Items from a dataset
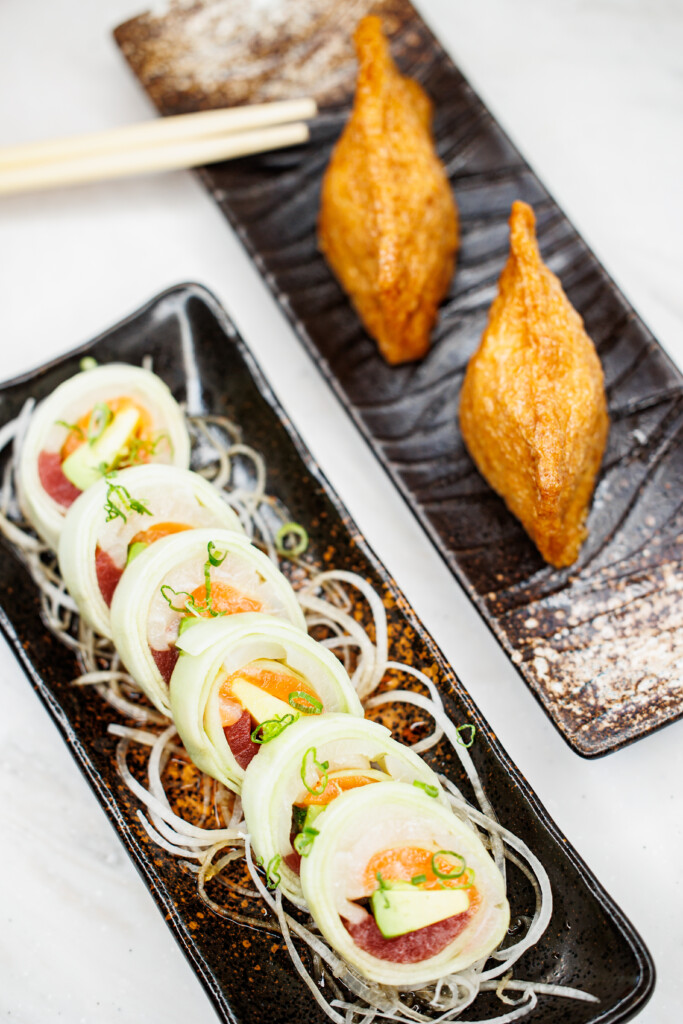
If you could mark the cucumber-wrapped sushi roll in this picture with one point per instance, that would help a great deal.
(402, 889)
(121, 515)
(242, 681)
(303, 770)
(199, 573)
(101, 419)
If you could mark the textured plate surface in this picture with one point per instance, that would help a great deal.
(588, 944)
(599, 643)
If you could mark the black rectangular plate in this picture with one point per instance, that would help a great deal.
(589, 943)
(599, 643)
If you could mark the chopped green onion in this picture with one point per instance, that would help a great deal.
(189, 603)
(382, 887)
(138, 450)
(304, 702)
(472, 728)
(298, 817)
(431, 791)
(272, 871)
(216, 557)
(267, 730)
(116, 493)
(447, 875)
(304, 841)
(100, 417)
(323, 767)
(284, 545)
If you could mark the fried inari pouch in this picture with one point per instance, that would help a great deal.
(388, 223)
(532, 410)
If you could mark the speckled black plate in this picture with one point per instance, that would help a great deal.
(600, 643)
(589, 943)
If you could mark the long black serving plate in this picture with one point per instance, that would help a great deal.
(589, 943)
(599, 643)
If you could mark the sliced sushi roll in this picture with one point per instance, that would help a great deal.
(199, 573)
(402, 889)
(245, 680)
(105, 418)
(120, 515)
(292, 781)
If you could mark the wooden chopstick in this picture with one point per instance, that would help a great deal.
(168, 143)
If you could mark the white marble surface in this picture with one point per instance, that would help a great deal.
(593, 94)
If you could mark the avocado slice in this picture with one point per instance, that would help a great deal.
(83, 466)
(261, 706)
(401, 907)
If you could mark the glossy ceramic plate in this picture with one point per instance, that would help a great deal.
(589, 943)
(599, 643)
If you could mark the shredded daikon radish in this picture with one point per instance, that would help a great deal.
(208, 852)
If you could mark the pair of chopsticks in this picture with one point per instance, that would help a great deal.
(164, 144)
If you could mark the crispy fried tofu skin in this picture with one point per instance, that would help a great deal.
(532, 410)
(388, 222)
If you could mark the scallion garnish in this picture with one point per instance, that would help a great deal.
(100, 417)
(216, 557)
(322, 766)
(461, 728)
(116, 493)
(447, 875)
(304, 841)
(189, 604)
(298, 817)
(136, 451)
(431, 791)
(267, 730)
(304, 702)
(291, 540)
(272, 871)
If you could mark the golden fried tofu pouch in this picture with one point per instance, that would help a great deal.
(532, 410)
(388, 222)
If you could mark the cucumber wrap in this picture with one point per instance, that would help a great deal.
(220, 646)
(365, 822)
(142, 619)
(169, 494)
(273, 780)
(74, 398)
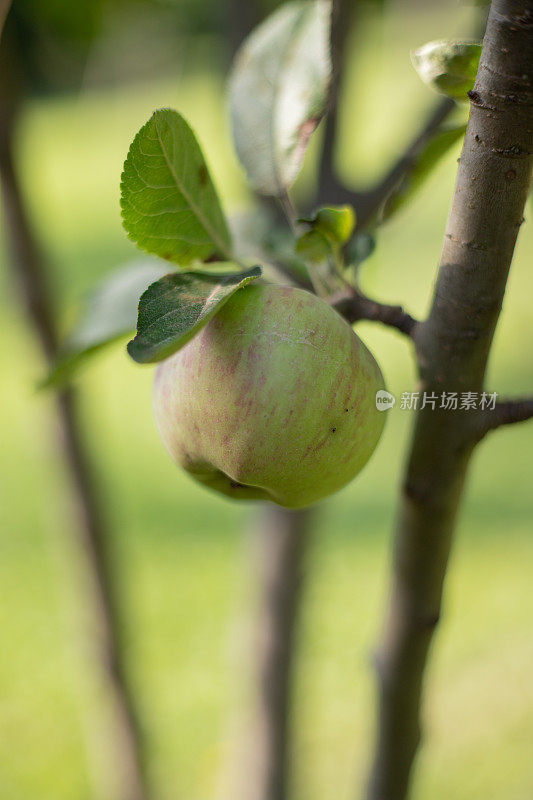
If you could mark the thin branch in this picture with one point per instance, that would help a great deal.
(506, 412)
(368, 204)
(453, 346)
(29, 272)
(354, 306)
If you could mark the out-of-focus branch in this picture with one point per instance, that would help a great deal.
(282, 538)
(29, 273)
(353, 305)
(343, 15)
(504, 413)
(368, 204)
(453, 346)
(4, 8)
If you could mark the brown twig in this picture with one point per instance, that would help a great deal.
(506, 412)
(453, 346)
(5, 5)
(354, 306)
(29, 273)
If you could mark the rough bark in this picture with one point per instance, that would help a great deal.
(282, 537)
(29, 273)
(453, 347)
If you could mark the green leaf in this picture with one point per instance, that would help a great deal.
(169, 204)
(360, 248)
(313, 246)
(278, 92)
(176, 307)
(109, 313)
(336, 223)
(423, 165)
(448, 67)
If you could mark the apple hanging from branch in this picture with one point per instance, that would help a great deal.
(273, 399)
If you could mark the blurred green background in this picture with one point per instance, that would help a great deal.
(186, 570)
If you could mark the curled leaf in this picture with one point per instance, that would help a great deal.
(448, 67)
(108, 314)
(173, 309)
(278, 92)
(169, 203)
(336, 223)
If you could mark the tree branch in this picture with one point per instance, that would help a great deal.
(282, 538)
(4, 10)
(453, 347)
(504, 413)
(370, 202)
(354, 306)
(28, 271)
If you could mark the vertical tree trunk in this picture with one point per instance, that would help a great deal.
(29, 273)
(281, 543)
(453, 347)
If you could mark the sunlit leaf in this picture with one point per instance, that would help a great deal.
(278, 92)
(336, 223)
(109, 313)
(176, 307)
(169, 204)
(448, 67)
(313, 246)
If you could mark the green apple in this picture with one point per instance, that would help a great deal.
(274, 399)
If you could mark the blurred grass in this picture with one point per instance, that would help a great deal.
(183, 558)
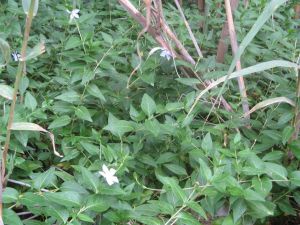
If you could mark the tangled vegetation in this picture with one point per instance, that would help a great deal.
(104, 121)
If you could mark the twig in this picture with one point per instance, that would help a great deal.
(234, 47)
(24, 184)
(223, 45)
(189, 29)
(142, 20)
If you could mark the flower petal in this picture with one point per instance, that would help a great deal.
(75, 11)
(112, 171)
(105, 169)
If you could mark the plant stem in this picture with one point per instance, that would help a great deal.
(234, 47)
(16, 88)
(297, 110)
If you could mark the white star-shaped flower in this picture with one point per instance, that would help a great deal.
(165, 53)
(108, 174)
(73, 14)
(16, 56)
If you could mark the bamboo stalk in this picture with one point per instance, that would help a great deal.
(189, 29)
(234, 47)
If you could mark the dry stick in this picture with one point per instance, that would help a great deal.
(142, 20)
(158, 37)
(223, 45)
(234, 47)
(183, 51)
(189, 29)
(24, 184)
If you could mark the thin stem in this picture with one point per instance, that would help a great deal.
(16, 88)
(189, 29)
(234, 47)
(81, 37)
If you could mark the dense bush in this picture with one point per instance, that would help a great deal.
(171, 167)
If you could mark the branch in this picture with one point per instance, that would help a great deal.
(234, 47)
(189, 29)
(127, 5)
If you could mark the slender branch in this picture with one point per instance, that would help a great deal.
(129, 7)
(24, 184)
(234, 47)
(223, 45)
(189, 29)
(156, 34)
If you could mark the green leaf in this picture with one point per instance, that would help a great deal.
(262, 185)
(295, 148)
(238, 209)
(58, 212)
(148, 105)
(85, 218)
(177, 169)
(83, 113)
(65, 198)
(228, 221)
(107, 38)
(153, 126)
(6, 91)
(261, 209)
(69, 96)
(90, 180)
(97, 203)
(187, 218)
(10, 217)
(118, 127)
(5, 50)
(286, 207)
(35, 52)
(295, 178)
(176, 189)
(30, 101)
(26, 6)
(93, 90)
(10, 195)
(276, 171)
(60, 122)
(188, 81)
(286, 134)
(90, 148)
(44, 179)
(205, 171)
(251, 195)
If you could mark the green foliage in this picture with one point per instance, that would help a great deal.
(171, 168)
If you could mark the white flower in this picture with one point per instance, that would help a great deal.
(108, 174)
(74, 14)
(165, 53)
(15, 56)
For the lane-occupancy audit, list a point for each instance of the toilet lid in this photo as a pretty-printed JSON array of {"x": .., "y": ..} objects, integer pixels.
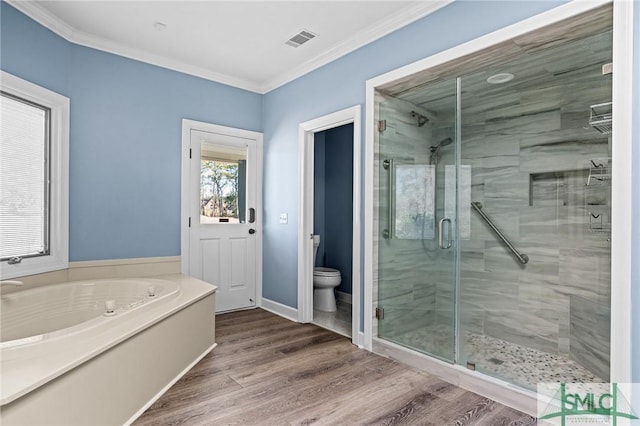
[{"x": 325, "y": 272}]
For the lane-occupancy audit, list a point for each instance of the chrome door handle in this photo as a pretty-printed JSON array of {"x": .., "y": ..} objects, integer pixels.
[{"x": 440, "y": 233}]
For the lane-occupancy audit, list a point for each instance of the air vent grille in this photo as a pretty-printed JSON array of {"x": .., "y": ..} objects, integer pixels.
[{"x": 301, "y": 38}]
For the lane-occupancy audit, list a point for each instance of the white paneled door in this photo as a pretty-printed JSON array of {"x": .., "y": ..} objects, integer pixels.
[{"x": 223, "y": 215}]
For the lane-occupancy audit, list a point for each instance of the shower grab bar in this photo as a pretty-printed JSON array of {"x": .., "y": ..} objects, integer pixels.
[
  {"x": 522, "y": 258},
  {"x": 388, "y": 165}
]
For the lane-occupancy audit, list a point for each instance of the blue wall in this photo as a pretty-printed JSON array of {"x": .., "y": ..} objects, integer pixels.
[
  {"x": 126, "y": 114},
  {"x": 318, "y": 192},
  {"x": 333, "y": 200},
  {"x": 341, "y": 84},
  {"x": 125, "y": 138}
]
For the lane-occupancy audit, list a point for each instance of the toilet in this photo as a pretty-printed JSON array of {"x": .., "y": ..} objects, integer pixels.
[{"x": 324, "y": 281}]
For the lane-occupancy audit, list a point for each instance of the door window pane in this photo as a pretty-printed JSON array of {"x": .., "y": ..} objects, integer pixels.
[
  {"x": 222, "y": 184},
  {"x": 24, "y": 178}
]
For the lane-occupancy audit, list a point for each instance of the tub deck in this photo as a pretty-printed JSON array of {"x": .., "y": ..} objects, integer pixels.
[{"x": 130, "y": 363}]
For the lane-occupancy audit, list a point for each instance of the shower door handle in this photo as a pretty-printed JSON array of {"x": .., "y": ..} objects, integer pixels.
[{"x": 441, "y": 233}]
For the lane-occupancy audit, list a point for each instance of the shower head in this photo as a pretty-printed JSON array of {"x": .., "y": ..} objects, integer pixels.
[
  {"x": 443, "y": 142},
  {"x": 421, "y": 119},
  {"x": 435, "y": 150}
]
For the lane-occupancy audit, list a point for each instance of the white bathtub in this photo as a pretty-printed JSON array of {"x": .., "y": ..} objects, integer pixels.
[{"x": 64, "y": 362}]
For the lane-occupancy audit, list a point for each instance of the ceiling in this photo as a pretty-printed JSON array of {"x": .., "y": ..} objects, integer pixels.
[{"x": 240, "y": 43}]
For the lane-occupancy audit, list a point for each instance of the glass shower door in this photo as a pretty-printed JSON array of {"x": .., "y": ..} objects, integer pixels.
[{"x": 416, "y": 169}]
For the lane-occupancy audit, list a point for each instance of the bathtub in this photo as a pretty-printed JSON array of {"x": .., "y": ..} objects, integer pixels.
[{"x": 69, "y": 357}]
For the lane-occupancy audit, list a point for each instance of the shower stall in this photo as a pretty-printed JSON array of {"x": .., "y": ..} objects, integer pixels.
[{"x": 493, "y": 207}]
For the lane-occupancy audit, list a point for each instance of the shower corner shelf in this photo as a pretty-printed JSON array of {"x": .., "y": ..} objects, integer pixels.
[
  {"x": 601, "y": 117},
  {"x": 599, "y": 171}
]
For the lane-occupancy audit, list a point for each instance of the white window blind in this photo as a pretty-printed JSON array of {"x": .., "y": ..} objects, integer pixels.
[{"x": 24, "y": 178}]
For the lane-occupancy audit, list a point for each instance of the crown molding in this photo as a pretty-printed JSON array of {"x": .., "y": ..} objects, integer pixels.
[
  {"x": 69, "y": 33},
  {"x": 394, "y": 22},
  {"x": 366, "y": 36}
]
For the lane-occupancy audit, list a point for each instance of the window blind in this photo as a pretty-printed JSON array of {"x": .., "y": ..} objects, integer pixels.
[{"x": 24, "y": 178}]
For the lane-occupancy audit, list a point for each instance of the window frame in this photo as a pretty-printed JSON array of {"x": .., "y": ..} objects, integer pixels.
[{"x": 59, "y": 106}]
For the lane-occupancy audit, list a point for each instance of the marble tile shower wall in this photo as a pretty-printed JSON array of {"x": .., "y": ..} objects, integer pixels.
[
  {"x": 408, "y": 270},
  {"x": 530, "y": 153},
  {"x": 530, "y": 156}
]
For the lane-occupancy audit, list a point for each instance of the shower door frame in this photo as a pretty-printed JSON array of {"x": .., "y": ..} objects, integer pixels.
[{"x": 621, "y": 351}]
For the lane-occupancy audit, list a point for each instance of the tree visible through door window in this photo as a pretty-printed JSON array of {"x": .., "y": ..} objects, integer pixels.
[{"x": 222, "y": 185}]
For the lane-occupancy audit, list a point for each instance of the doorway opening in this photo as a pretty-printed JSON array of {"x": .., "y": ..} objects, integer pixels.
[
  {"x": 333, "y": 228},
  {"x": 329, "y": 166}
]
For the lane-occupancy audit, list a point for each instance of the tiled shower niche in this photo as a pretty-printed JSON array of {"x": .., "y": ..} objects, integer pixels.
[{"x": 527, "y": 152}]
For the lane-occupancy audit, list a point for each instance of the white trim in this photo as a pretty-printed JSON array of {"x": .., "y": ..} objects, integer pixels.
[
  {"x": 187, "y": 127},
  {"x": 391, "y": 23},
  {"x": 169, "y": 385},
  {"x": 622, "y": 192},
  {"x": 362, "y": 38},
  {"x": 622, "y": 165},
  {"x": 306, "y": 133},
  {"x": 59, "y": 172},
  {"x": 279, "y": 309},
  {"x": 495, "y": 389}
]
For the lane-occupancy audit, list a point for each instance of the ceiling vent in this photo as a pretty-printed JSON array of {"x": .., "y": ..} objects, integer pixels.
[{"x": 301, "y": 38}]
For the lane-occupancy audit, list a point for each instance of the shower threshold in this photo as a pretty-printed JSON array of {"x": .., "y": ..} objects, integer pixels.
[{"x": 517, "y": 364}]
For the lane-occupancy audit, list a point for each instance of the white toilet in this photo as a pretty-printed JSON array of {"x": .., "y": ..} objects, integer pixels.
[{"x": 324, "y": 281}]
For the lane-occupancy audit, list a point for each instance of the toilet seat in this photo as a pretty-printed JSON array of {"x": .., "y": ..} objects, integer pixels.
[{"x": 320, "y": 271}]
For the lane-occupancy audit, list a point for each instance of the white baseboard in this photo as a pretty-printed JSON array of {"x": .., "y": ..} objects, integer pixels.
[
  {"x": 279, "y": 309},
  {"x": 343, "y": 297}
]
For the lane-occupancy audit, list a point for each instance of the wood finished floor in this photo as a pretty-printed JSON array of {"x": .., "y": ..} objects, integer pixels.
[{"x": 267, "y": 370}]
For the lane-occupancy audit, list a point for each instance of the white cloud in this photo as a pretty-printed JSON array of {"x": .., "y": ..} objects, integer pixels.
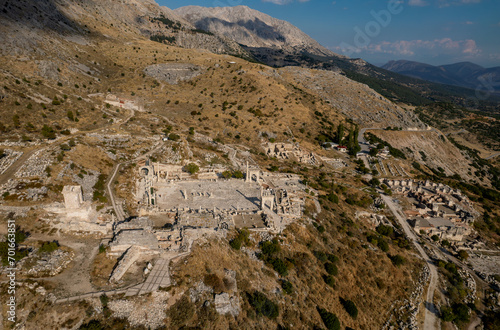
[
  {"x": 437, "y": 47},
  {"x": 284, "y": 2},
  {"x": 417, "y": 3},
  {"x": 447, "y": 3}
]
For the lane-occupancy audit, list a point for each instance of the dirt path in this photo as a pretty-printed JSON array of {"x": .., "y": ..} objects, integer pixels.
[
  {"x": 431, "y": 320},
  {"x": 76, "y": 278},
  {"x": 11, "y": 171}
]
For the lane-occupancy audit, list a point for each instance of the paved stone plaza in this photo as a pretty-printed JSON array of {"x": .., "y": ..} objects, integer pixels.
[{"x": 224, "y": 195}]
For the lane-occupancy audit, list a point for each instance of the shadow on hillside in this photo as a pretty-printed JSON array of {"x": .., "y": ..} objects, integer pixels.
[
  {"x": 256, "y": 26},
  {"x": 38, "y": 14}
]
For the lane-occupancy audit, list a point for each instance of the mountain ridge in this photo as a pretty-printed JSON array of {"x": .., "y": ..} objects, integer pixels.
[
  {"x": 464, "y": 74},
  {"x": 252, "y": 28}
]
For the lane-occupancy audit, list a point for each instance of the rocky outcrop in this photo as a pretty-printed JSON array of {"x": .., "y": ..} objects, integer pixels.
[{"x": 252, "y": 28}]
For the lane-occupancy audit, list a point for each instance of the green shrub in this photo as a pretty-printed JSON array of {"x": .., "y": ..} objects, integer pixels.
[
  {"x": 329, "y": 280},
  {"x": 263, "y": 306},
  {"x": 270, "y": 247},
  {"x": 279, "y": 266},
  {"x": 350, "y": 307},
  {"x": 92, "y": 325},
  {"x": 287, "y": 287},
  {"x": 397, "y": 260},
  {"x": 383, "y": 245},
  {"x": 385, "y": 230},
  {"x": 330, "y": 320},
  {"x": 331, "y": 269}
]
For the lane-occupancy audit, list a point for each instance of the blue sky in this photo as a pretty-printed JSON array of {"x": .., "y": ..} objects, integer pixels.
[{"x": 430, "y": 31}]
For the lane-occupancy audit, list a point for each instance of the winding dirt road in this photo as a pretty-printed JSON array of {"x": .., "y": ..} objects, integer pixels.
[{"x": 431, "y": 320}]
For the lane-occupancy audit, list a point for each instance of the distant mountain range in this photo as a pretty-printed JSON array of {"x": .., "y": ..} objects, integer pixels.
[
  {"x": 252, "y": 29},
  {"x": 464, "y": 74}
]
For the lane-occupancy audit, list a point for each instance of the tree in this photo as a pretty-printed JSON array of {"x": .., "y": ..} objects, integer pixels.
[
  {"x": 385, "y": 230},
  {"x": 48, "y": 132},
  {"x": 16, "y": 121},
  {"x": 397, "y": 260},
  {"x": 192, "y": 168},
  {"x": 463, "y": 255},
  {"x": 340, "y": 133},
  {"x": 238, "y": 175},
  {"x": 287, "y": 287},
  {"x": 382, "y": 244},
  {"x": 333, "y": 198},
  {"x": 173, "y": 137}
]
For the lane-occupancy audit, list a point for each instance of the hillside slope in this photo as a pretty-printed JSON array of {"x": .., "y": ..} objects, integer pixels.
[
  {"x": 463, "y": 74},
  {"x": 252, "y": 28}
]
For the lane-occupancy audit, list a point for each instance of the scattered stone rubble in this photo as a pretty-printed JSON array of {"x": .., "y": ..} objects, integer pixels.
[
  {"x": 470, "y": 283},
  {"x": 148, "y": 312},
  {"x": 172, "y": 73},
  {"x": 437, "y": 209},
  {"x": 48, "y": 264},
  {"x": 289, "y": 150},
  {"x": 35, "y": 165},
  {"x": 8, "y": 159}
]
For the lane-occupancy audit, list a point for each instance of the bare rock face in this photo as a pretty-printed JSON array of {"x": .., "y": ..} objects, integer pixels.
[
  {"x": 226, "y": 304},
  {"x": 251, "y": 28},
  {"x": 173, "y": 73}
]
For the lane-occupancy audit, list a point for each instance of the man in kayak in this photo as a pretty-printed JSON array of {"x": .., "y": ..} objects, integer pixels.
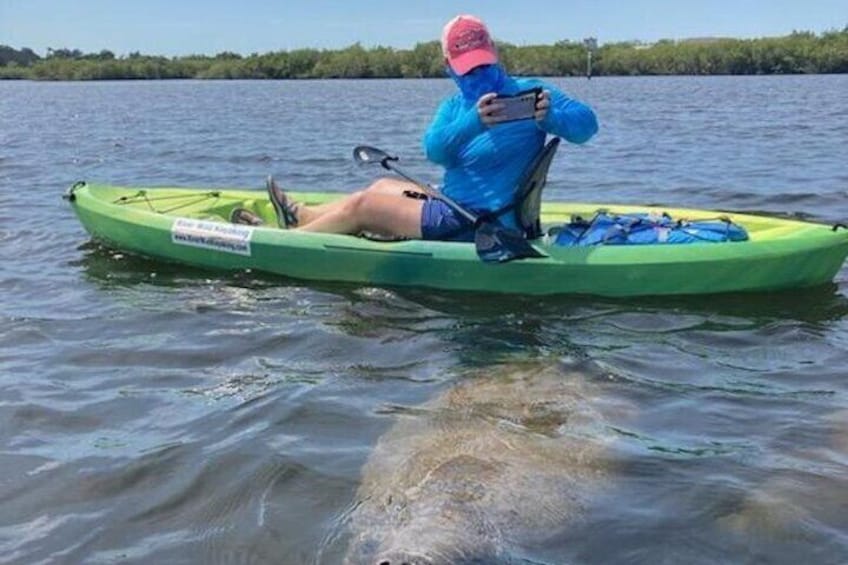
[{"x": 483, "y": 153}]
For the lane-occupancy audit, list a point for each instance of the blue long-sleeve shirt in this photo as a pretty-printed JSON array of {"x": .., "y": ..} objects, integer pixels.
[{"x": 483, "y": 165}]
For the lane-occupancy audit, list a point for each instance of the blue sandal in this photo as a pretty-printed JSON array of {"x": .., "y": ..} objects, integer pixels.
[{"x": 286, "y": 216}]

# Short exercise
From the material above, write out exactly the lines from the line with "of the bare" through the closing line, inclusive, and no pictures.

# Reply to the task
For the lane-occupancy audit, list a point for each instance of the bare rock face in this photo as a pretty-printed JSON array of {"x": .., "y": ..} objects, integer pixels.
[
  {"x": 226, "y": 304},
  {"x": 251, "y": 28},
  {"x": 173, "y": 73}
]
For the lane-occupancy audit, list a point for each instance of the man in kayak in this photo as a pretty-printed JSON array of {"x": .., "y": ..} objects, integer pixels.
[{"x": 483, "y": 153}]
For the lane-occupancy audit, list a point for each instance of the blue long-sleeve shirt in this photo as a pretty-printed JSON array of {"x": .., "y": ..} objects, integer pixels.
[{"x": 483, "y": 165}]
For the lane-occupancy audit, list a point for each instance of the blue sandal in this photo as a pretty-printed JSON array of {"x": .., "y": ..} objects, integer pixels.
[{"x": 286, "y": 216}]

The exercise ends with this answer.